AI analysis level Author AI domain
Company/department Saari, Kuusisto & Pirttikangas (2019) General
Company Gentsch (2018) General
Kreutzer & Sirrenberg (2020) General
Jaaksi, Koskinen & Jalava (2018) General
Ellefsen et al. (2019) Logistic companies
Seger, Miailhe & Mueller (2019) Intergovernmental organizations
Alsheibani, Cheung & Messom (2019) General
Project/Company Coates & Martin (2019) AI bias governance
System Abele & D’Onofrio (2020) Intelligence
Process Tu, Lin & Lee (2019) Intelligent automation in Drug research
Bangalore Seetharam (2020) AI implementation management in Retail organization
Lichtenthaler (2020) AI management
Lee (2020) Industrial intelligent transformation in manufacturers
Yablonsky (2019) AI innovation management
Burgess (2018) Automation
DOI: 10.7717/peerj-cs.661/table-6

Note:

The previous AI maturity models are grouped into five AI analysis level.

On the other hand, the AI maturity ladder was developed by Bangalore Seetharam (2020) for retail organizations. Ellefsen et al. (2019) developed a framework for evaluating AI in logistic companies. Regarding specific purposes, Coates & Martin (2019) developed a tool to evaluate AI bias governance in an entire projector company, while Yablonsky (2019) developed a framework to evaluate AI innovations as examples. Furthermore, two models were developed to evaluate the intelligence in the systems. Abele & D’Onofrio (2020) introduced a model to assess the intelligence systems based on their intelligence capabilities, while Lee (2020) developed a model to evaluate the technical aspect (AI capabilities) and provide a basic judgment about an enterprise’s intelligent transformation stage.

• Dataset records:

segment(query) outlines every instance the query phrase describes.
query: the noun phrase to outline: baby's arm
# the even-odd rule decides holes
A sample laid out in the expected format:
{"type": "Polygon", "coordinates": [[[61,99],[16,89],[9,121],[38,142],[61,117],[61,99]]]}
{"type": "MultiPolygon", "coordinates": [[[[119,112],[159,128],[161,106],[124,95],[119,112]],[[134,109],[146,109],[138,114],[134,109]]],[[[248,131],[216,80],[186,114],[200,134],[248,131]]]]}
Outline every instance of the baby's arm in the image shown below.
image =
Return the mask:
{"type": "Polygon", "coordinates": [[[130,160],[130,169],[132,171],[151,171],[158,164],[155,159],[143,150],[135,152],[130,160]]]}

• Stated task A: Can you extract the stretch of the AI maturity models passage from "The previous AI" through "intelligent transformation stage."?
• Stated task B:
Answer these questions from the AI maturity models passage:
(i) Into how many AI analysis levels are the previous AI maturity models grouped?
(ii) Who developed the AI maturity ladder, and for what kind of organization?
(iii) What AI domain is listed for Seger, Miailhe & Mueller (2019)?
• Stated task C: In three sentences, what does the AI maturity models passage say?
The entries aren't needed for any of this work.

• Response A:
The previous AI maturity models are grouped into five AI analysis level.

On the other hand, the AI maturity ladder was developed by Bangalore Seetharam (2020) for retail organizations. Ellefsen et al. (2019) developed a framework for evaluating AI in logistic companies. Regarding specific purposes, Coates & Martin (2019) developed a tool to evaluate AI bias governance in an entire projector company, while Yablonsky (2019) developed a framework to evaluate AI innovations as examples. Furthermore, two models were developed to evaluate the intelligence in the systems. Abele & D’Onofrio (2020) introduced a model to assess the intelligence systems based on their intelligence capabilities, while Lee (2020) developed a model to evaluate the technical aspect (AI capabilities) and provide a basic judgment about an enterprise’s intelligent transformation stage.

• Response B:
(i) Five.
(ii) Bangalore Seetharam (2020), for retail organizations.
(iii) Intergovernmental organizations.

• Response C: The passage lists earlier AI maturity models by author and AI domain and notes that they are grouped into five AI analysis levels. Some were built for particular settings: Bangalore Seetharam (2020) developed the AI maturity ladder for retail organizations, and Ellefsen et al. (2019) developed a framework for evaluating AI in logistic companies. Two models evaluate intelligence in systems: Abele & D'Onofrio (2020) assess intelligence systems by their intelligence capabilities, and Lee (2020) evaluates AI capabilities and gives a basic judgment of an enterprise's intelligent transformation stage.